| TASK DETAILS |
Copy out every line of the data below that contains the word "long".

--------

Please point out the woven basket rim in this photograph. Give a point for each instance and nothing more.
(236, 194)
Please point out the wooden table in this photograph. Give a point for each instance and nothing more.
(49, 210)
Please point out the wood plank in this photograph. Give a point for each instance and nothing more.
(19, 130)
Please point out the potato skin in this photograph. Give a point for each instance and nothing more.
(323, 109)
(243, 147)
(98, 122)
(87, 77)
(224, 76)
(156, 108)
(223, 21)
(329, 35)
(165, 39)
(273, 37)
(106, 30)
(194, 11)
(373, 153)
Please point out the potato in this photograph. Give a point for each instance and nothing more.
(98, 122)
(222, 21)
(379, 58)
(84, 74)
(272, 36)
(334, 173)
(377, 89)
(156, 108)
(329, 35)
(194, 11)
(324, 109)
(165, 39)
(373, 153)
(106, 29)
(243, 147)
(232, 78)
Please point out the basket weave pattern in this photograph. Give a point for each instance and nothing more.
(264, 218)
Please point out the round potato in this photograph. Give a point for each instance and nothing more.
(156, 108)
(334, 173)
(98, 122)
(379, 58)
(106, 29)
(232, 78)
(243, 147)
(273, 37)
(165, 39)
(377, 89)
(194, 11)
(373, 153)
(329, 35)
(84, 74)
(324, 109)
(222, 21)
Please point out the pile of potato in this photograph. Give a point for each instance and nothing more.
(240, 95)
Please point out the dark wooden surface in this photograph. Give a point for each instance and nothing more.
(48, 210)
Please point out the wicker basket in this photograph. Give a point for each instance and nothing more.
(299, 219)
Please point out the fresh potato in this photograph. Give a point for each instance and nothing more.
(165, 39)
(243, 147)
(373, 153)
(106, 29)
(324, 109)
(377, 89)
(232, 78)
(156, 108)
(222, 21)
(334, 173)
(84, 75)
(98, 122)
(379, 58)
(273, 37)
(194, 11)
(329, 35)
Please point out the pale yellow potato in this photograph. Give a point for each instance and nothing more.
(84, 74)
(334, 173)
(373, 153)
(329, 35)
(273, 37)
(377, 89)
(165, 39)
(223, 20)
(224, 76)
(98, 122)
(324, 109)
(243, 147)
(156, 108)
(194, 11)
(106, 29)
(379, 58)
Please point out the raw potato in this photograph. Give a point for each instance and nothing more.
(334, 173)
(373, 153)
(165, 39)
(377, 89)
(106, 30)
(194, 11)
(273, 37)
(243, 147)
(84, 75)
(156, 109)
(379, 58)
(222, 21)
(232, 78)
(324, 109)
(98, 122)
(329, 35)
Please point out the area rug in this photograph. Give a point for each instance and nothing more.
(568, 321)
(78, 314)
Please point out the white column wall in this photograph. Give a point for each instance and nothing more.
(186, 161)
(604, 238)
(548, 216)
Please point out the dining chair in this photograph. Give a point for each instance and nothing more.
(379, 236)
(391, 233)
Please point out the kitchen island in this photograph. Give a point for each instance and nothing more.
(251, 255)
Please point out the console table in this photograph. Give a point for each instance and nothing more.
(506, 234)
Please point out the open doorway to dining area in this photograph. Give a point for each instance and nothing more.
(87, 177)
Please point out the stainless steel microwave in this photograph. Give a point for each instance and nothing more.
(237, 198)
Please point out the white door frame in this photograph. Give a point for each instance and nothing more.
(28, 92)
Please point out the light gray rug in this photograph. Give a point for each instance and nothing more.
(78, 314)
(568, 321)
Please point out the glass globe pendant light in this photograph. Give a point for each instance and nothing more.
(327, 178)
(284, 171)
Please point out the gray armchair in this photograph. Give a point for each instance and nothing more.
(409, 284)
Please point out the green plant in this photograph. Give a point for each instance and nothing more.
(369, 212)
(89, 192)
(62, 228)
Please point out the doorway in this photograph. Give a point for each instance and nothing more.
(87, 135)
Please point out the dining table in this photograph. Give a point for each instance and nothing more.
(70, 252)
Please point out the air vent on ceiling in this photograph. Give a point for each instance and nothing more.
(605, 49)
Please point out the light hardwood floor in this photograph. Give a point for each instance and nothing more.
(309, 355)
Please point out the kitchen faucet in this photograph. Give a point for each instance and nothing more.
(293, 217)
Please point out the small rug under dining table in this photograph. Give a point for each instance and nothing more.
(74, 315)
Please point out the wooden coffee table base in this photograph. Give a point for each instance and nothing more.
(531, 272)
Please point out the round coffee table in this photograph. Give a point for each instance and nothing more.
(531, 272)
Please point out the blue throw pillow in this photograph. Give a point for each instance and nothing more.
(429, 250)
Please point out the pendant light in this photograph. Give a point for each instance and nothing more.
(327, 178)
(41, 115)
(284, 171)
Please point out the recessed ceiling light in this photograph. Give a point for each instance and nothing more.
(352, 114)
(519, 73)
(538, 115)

--------

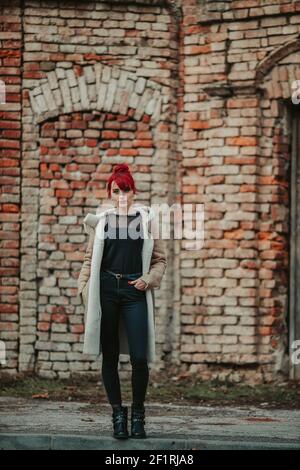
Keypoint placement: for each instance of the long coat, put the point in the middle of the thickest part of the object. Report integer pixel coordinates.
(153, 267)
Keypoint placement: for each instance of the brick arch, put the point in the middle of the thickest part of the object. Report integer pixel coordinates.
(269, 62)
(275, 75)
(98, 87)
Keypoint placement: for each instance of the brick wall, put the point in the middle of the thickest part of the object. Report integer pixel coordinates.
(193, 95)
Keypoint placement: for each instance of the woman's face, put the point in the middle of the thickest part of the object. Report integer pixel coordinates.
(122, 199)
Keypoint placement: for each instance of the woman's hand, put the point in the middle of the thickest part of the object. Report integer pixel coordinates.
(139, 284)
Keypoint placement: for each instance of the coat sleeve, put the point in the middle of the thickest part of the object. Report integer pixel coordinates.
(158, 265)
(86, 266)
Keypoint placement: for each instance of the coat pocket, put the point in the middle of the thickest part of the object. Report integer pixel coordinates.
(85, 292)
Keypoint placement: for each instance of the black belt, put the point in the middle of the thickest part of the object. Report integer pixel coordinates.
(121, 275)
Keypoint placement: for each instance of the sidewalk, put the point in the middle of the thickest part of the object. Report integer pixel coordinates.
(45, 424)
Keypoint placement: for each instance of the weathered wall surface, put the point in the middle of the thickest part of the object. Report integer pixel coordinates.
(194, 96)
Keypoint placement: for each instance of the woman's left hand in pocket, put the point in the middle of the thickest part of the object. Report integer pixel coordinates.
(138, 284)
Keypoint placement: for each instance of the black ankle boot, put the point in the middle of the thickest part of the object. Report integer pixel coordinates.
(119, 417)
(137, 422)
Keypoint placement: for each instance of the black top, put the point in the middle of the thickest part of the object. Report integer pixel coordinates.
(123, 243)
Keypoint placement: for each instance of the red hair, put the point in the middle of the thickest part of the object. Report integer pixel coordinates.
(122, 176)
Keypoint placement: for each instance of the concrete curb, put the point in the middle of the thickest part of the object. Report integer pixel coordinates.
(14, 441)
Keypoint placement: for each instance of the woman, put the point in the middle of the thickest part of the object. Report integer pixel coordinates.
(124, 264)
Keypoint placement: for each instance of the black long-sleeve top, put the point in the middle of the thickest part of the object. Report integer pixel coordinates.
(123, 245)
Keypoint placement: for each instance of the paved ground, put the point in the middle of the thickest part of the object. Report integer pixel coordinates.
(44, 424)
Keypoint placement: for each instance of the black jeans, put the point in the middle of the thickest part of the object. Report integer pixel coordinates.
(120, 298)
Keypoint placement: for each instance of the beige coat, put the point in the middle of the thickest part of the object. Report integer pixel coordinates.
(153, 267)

--------

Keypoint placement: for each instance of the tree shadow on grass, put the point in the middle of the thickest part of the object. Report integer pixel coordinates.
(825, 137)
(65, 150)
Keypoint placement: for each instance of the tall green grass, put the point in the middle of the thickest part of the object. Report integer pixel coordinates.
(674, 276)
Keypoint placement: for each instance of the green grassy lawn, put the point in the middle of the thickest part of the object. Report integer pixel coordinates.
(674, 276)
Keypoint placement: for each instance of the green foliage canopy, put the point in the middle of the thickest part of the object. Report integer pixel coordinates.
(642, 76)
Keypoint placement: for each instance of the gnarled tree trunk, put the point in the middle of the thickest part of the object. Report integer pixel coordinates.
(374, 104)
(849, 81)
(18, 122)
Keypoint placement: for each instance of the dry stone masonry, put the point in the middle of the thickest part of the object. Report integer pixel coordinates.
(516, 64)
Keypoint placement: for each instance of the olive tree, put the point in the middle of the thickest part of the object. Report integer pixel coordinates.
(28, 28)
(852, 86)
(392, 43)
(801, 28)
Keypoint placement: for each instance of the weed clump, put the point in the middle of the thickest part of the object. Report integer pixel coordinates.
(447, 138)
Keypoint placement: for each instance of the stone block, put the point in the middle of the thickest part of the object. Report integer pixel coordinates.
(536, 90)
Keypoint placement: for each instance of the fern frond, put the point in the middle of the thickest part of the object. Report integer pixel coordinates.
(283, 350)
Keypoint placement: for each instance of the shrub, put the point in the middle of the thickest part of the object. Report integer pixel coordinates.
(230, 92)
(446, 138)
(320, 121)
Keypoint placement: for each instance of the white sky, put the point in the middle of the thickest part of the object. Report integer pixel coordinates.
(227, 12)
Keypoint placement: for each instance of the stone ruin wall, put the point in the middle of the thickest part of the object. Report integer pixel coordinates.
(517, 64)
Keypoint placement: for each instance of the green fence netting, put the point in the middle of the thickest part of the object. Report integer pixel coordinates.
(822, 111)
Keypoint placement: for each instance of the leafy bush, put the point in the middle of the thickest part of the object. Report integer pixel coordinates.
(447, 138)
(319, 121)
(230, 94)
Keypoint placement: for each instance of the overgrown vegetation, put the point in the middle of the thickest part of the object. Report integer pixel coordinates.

--------

| TASK RESULT |
Keypoint placement: for each instance of the long coat, put the point in the middle of the thickest part of the object. Report integer pixel coordinates.
Keypoint placement: for each instance of the black long-sleeve top, put the point in the middle of the thickest part of the object. Report integer pixel coordinates.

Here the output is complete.